- DATA ROWS
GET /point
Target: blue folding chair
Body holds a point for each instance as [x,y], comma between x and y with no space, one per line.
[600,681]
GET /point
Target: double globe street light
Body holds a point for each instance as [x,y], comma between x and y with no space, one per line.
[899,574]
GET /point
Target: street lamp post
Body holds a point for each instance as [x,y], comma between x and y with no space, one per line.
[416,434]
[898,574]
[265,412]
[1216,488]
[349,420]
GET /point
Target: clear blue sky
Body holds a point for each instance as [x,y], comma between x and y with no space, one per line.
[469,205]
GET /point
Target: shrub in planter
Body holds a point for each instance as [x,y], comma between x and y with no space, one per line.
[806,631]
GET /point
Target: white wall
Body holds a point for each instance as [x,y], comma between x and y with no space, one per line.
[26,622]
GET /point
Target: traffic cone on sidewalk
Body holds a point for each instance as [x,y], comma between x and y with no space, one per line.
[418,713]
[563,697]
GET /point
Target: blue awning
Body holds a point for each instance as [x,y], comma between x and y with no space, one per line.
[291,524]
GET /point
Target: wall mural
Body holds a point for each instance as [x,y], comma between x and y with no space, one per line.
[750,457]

- OBJECTIVE
Exactly as shown above, return every record.

- ANSWER TO THIS TASK
GET /point
Target: blue folding chair
Body holds a point for each instance as [x,y], comma between x and y with no space, one per line.
[600,681]
GET /point
Target: double globe street light
Body holds a point for each instance as [x,y], comma between x and y with no space, one per line.
[899,574]
GET /point
Target: street lamp post
Body holds a point for each instance as [x,y], comma between x and y with no space, one per line.
[416,434]
[898,574]
[265,412]
[1216,488]
[349,420]
GET /point
Target: clear blue sky
Body holds a point for each instance as [x,y], comma between x and y with no space, one per line.
[469,205]
GET /point
Target: shrub in planter
Body holds a point for each instance as [x,y], comma between x and y with no space, one per line.
[806,631]
GET /point
Target: white wall
Body holds a point for each instance as [x,y], comma between x and y with no space, one per line.
[26,622]
GET /point
Target: traffic cone on sidewalk
Body holds a point for each instance as [x,y], comma between x and y with no space, one per line.
[418,713]
[563,697]
GET /point
Target: blue awning
Body holds a point for each instance as [x,y], comma between x and y with no space, one per line.
[291,524]
GET /point
Target: wall mural
Body holds a point for each instance as [x,y], comma between x and y with no space, one per line.
[750,457]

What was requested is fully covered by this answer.